(Work to complete): List every line of the records that contains the word "bowl". Matching is case-sensitive.

(The input):
• • • • •

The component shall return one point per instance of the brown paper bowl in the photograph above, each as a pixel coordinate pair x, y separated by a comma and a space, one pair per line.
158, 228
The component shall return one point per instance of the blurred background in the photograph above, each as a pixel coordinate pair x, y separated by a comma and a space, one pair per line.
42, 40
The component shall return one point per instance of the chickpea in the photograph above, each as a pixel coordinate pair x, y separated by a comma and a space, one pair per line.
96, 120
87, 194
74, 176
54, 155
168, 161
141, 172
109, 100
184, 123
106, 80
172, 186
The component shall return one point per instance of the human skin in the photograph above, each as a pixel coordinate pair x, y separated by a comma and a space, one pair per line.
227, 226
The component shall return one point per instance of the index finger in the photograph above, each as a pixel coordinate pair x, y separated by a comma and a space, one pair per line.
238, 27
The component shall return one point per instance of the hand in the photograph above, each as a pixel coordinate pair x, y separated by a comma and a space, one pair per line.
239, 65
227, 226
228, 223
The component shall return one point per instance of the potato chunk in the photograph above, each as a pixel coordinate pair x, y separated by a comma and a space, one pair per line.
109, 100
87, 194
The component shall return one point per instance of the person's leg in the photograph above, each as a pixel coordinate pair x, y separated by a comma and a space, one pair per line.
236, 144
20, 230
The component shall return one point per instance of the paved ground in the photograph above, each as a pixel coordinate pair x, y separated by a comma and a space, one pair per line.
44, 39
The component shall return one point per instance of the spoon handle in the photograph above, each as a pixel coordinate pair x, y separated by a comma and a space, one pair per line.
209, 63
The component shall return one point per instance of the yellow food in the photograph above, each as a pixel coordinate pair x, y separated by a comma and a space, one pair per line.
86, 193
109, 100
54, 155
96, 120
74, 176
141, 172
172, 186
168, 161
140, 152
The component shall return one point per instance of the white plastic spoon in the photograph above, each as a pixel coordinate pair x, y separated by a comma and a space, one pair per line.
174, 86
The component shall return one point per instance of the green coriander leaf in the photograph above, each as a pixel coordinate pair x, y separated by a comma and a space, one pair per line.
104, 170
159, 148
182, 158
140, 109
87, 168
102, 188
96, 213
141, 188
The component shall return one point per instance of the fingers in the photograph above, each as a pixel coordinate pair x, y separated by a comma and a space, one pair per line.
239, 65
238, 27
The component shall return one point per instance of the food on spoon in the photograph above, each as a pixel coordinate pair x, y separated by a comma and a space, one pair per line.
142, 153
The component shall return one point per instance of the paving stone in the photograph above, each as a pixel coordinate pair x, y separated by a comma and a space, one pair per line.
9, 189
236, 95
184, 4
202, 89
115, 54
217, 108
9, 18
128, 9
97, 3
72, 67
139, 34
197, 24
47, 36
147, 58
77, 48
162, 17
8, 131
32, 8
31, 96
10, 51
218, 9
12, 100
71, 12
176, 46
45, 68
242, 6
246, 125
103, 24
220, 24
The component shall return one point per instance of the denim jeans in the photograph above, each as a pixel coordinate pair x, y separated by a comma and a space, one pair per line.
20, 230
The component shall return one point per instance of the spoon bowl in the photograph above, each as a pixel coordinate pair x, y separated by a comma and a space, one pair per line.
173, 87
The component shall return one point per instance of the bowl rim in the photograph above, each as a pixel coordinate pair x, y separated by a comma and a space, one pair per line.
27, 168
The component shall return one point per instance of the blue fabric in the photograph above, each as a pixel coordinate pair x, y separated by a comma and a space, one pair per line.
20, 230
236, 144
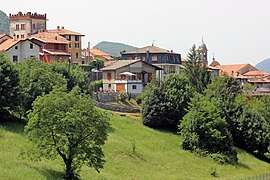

• • • • •

(Response to this task):
The component shall return one point per instance of the brown paper bowl in the photograph above, each as a pixel coordinate pair x, y separated by a comma and a space, one pair per line.
The component shall return one point per instance of the spoon bowl in the photograph above, each as a pixel coordinate pair x, y separated by a comma and a space, one pair per line.
The component shall return one point per instance of the bowl rim in the photograph above, each as a pixel coordinate pair x, y separated by a comma and a space, one pair per line.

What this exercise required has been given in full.